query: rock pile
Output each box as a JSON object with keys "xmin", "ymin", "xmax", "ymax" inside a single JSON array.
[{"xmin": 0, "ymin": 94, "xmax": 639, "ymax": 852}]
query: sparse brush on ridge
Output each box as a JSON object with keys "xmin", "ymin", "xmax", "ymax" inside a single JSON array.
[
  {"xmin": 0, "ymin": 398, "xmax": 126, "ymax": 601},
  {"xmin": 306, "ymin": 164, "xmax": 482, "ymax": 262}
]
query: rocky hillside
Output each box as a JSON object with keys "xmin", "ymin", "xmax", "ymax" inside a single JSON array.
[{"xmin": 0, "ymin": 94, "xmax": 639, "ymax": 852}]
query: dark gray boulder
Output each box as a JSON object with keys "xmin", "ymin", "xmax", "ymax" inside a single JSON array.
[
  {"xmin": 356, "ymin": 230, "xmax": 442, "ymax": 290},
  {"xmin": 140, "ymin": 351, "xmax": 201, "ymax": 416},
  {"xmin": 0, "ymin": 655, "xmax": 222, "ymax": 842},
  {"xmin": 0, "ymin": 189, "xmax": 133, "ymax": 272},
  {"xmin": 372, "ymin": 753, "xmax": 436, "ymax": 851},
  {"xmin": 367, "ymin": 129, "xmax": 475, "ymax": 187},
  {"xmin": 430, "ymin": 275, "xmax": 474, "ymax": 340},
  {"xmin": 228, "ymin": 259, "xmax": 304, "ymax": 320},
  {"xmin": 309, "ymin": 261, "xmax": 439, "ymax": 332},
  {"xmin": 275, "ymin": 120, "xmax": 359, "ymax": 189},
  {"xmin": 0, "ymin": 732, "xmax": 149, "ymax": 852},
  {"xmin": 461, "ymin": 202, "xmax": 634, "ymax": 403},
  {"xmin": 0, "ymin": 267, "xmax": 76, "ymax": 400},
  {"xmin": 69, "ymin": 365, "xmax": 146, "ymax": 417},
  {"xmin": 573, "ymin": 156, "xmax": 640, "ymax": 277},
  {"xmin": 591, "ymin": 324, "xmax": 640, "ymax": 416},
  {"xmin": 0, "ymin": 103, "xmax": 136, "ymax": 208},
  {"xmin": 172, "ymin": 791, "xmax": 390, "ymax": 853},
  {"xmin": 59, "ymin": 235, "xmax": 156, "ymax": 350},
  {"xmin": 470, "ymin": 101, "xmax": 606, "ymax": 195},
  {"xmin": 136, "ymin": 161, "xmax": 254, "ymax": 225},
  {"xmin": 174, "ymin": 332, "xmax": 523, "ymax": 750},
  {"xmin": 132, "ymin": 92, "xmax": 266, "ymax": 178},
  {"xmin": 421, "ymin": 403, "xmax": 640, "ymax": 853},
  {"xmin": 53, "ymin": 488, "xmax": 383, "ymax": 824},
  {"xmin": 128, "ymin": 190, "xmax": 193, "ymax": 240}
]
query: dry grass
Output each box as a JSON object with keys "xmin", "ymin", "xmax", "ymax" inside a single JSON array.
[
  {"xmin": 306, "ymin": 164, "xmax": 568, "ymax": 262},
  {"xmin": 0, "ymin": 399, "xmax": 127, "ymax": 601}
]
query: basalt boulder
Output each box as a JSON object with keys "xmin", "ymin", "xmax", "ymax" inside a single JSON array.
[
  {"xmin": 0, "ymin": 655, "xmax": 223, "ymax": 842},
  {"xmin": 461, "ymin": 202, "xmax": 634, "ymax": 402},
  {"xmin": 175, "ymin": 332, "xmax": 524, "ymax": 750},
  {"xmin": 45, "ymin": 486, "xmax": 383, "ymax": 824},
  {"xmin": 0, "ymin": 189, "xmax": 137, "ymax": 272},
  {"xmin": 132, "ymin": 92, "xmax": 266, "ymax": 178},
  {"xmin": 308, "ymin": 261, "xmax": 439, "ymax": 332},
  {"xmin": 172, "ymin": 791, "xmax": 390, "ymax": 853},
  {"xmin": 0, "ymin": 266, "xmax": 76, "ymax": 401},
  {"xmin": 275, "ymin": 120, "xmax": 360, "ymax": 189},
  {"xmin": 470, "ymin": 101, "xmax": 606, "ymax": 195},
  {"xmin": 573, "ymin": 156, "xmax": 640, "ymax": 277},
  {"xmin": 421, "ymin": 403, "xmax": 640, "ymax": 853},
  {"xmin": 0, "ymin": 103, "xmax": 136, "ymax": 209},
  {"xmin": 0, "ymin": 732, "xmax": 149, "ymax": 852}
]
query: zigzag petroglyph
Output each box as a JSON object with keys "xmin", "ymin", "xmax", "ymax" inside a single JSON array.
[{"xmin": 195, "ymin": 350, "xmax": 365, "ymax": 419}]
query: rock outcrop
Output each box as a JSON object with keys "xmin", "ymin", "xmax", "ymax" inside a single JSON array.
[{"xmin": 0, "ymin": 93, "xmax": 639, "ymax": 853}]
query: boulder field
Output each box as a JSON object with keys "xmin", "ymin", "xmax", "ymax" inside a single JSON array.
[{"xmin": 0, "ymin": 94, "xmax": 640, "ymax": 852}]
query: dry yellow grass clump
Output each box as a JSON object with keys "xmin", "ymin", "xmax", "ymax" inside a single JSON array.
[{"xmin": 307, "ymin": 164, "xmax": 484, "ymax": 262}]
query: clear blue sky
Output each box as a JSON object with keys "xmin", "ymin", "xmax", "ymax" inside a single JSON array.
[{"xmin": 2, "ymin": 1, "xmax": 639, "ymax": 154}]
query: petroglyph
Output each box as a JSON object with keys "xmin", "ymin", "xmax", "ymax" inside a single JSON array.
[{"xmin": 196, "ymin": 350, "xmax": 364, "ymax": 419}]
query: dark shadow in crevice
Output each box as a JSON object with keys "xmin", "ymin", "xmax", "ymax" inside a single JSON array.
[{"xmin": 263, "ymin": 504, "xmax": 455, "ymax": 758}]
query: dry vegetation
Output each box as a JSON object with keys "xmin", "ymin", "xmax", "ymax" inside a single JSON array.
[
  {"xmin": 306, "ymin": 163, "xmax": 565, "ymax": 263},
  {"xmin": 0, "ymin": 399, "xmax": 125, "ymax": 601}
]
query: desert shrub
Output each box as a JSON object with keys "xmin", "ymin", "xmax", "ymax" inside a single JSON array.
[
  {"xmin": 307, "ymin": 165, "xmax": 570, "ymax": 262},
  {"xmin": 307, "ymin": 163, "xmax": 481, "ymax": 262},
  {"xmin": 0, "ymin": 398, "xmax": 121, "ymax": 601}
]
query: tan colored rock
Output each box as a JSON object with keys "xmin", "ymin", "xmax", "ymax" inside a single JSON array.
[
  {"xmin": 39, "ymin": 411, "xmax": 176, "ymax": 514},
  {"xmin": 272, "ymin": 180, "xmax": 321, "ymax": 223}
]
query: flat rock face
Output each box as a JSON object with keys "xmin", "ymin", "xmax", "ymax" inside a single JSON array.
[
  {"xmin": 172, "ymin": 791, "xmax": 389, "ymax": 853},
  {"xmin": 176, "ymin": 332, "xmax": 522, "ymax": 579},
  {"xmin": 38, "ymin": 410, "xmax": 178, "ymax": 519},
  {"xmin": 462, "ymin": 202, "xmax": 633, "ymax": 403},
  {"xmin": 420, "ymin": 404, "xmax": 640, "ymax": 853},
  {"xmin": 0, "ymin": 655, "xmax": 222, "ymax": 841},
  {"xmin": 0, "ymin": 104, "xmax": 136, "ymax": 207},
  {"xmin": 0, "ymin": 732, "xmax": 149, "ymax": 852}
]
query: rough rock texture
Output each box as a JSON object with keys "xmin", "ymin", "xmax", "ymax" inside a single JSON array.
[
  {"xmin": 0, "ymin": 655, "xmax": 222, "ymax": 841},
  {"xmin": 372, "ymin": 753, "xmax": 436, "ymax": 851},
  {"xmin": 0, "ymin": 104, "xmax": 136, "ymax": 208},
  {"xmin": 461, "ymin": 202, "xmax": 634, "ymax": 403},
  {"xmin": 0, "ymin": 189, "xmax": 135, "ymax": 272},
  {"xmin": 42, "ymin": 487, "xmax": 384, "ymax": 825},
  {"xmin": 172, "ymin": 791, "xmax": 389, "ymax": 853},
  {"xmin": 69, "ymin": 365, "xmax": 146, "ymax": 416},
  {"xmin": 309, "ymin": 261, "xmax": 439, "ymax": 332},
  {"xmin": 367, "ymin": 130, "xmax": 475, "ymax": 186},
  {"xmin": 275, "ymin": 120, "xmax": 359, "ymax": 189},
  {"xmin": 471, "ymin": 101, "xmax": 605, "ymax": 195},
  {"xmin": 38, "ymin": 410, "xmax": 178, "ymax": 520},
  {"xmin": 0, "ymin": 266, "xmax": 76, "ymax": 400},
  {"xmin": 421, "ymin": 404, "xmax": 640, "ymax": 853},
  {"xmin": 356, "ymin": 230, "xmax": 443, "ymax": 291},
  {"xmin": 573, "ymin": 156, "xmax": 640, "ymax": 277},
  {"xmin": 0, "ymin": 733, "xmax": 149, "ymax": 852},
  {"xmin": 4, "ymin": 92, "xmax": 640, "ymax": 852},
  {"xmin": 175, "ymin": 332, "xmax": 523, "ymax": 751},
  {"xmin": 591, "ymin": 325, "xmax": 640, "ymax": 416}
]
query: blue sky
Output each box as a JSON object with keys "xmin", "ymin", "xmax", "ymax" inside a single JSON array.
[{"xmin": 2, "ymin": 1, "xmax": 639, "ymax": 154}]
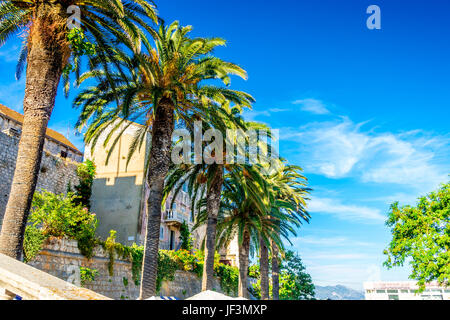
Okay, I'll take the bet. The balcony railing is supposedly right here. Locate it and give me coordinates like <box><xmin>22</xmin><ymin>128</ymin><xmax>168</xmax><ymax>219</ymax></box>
<box><xmin>164</xmin><ymin>210</ymin><xmax>187</xmax><ymax>225</ymax></box>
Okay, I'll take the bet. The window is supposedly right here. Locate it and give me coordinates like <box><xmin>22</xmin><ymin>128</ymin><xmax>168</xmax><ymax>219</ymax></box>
<box><xmin>387</xmin><ymin>290</ymin><xmax>398</xmax><ymax>293</ymax></box>
<box><xmin>60</xmin><ymin>150</ymin><xmax>68</xmax><ymax>158</ymax></box>
<box><xmin>376</xmin><ymin>290</ymin><xmax>385</xmax><ymax>293</ymax></box>
<box><xmin>401</xmin><ymin>290</ymin><xmax>408</xmax><ymax>293</ymax></box>
<box><xmin>160</xmin><ymin>227</ymin><xmax>164</xmax><ymax>239</ymax></box>
<box><xmin>388</xmin><ymin>295</ymin><xmax>399</xmax><ymax>300</ymax></box>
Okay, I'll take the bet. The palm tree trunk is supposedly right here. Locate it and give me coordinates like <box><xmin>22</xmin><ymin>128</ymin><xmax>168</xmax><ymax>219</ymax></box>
<box><xmin>238</xmin><ymin>230</ymin><xmax>250</xmax><ymax>298</ymax></box>
<box><xmin>202</xmin><ymin>164</ymin><xmax>223</xmax><ymax>291</ymax></box>
<box><xmin>260</xmin><ymin>236</ymin><xmax>269</xmax><ymax>300</ymax></box>
<box><xmin>0</xmin><ymin>7</ymin><xmax>66</xmax><ymax>259</ymax></box>
<box><xmin>139</xmin><ymin>97</ymin><xmax>175</xmax><ymax>299</ymax></box>
<box><xmin>271</xmin><ymin>239</ymin><xmax>280</xmax><ymax>300</ymax></box>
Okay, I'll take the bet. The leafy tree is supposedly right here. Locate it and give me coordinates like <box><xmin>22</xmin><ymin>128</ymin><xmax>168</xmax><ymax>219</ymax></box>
<box><xmin>0</xmin><ymin>0</ymin><xmax>158</xmax><ymax>259</ymax></box>
<box><xmin>384</xmin><ymin>182</ymin><xmax>450</xmax><ymax>291</ymax></box>
<box><xmin>279</xmin><ymin>251</ymin><xmax>315</xmax><ymax>300</ymax></box>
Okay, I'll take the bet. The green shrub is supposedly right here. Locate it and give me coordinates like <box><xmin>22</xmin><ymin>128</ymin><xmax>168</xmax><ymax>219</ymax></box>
<box><xmin>24</xmin><ymin>190</ymin><xmax>98</xmax><ymax>261</ymax></box>
<box><xmin>23</xmin><ymin>226</ymin><xmax>46</xmax><ymax>263</ymax></box>
<box><xmin>29</xmin><ymin>191</ymin><xmax>98</xmax><ymax>240</ymax></box>
<box><xmin>80</xmin><ymin>267</ymin><xmax>99</xmax><ymax>286</ymax></box>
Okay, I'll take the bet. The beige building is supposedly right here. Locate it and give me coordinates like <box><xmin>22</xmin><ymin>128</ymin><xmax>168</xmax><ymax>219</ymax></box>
<box><xmin>85</xmin><ymin>120</ymin><xmax>203</xmax><ymax>248</ymax></box>
<box><xmin>364</xmin><ymin>281</ymin><xmax>450</xmax><ymax>300</ymax></box>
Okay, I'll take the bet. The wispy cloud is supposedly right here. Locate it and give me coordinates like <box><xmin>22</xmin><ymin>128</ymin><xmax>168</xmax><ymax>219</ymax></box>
<box><xmin>307</xmin><ymin>196</ymin><xmax>386</xmax><ymax>223</ymax></box>
<box><xmin>242</xmin><ymin>107</ymin><xmax>290</xmax><ymax>121</ymax></box>
<box><xmin>281</xmin><ymin>117</ymin><xmax>449</xmax><ymax>190</ymax></box>
<box><xmin>293</xmin><ymin>98</ymin><xmax>330</xmax><ymax>115</ymax></box>
<box><xmin>293</xmin><ymin>235</ymin><xmax>375</xmax><ymax>247</ymax></box>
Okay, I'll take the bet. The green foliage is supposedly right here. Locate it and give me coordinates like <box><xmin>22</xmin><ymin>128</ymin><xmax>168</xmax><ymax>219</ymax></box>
<box><xmin>23</xmin><ymin>226</ymin><xmax>46</xmax><ymax>263</ymax></box>
<box><xmin>73</xmin><ymin>160</ymin><xmax>96</xmax><ymax>210</ymax></box>
<box><xmin>29</xmin><ymin>191</ymin><xmax>98</xmax><ymax>240</ymax></box>
<box><xmin>248</xmin><ymin>264</ymin><xmax>260</xmax><ymax>278</ymax></box>
<box><xmin>214</xmin><ymin>263</ymin><xmax>239</xmax><ymax>296</ymax></box>
<box><xmin>102</xmin><ymin>230</ymin><xmax>120</xmax><ymax>277</ymax></box>
<box><xmin>279</xmin><ymin>251</ymin><xmax>315</xmax><ymax>300</ymax></box>
<box><xmin>67</xmin><ymin>28</ymin><xmax>97</xmax><ymax>56</ymax></box>
<box><xmin>80</xmin><ymin>267</ymin><xmax>98</xmax><ymax>286</ymax></box>
<box><xmin>100</xmin><ymin>230</ymin><xmax>144</xmax><ymax>285</ymax></box>
<box><xmin>24</xmin><ymin>190</ymin><xmax>98</xmax><ymax>260</ymax></box>
<box><xmin>179</xmin><ymin>221</ymin><xmax>193</xmax><ymax>251</ymax></box>
<box><xmin>384</xmin><ymin>182</ymin><xmax>450</xmax><ymax>291</ymax></box>
<box><xmin>157</xmin><ymin>250</ymin><xmax>180</xmax><ymax>292</ymax></box>
<box><xmin>154</xmin><ymin>249</ymin><xmax>238</xmax><ymax>294</ymax></box>
<box><xmin>250</xmin><ymin>251</ymin><xmax>315</xmax><ymax>300</ymax></box>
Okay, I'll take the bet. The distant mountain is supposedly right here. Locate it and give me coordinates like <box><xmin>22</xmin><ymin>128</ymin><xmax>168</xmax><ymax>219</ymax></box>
<box><xmin>314</xmin><ymin>285</ymin><xmax>365</xmax><ymax>300</ymax></box>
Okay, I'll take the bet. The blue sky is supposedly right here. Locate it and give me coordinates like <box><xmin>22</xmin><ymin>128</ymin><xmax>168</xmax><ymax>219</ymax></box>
<box><xmin>1</xmin><ymin>0</ymin><xmax>449</xmax><ymax>290</ymax></box>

TASK DETAILS:
Every line in the records above with "petroglyph" in it adds one to the count; give that count and nothing else.

SOLVED PROBLEM:
2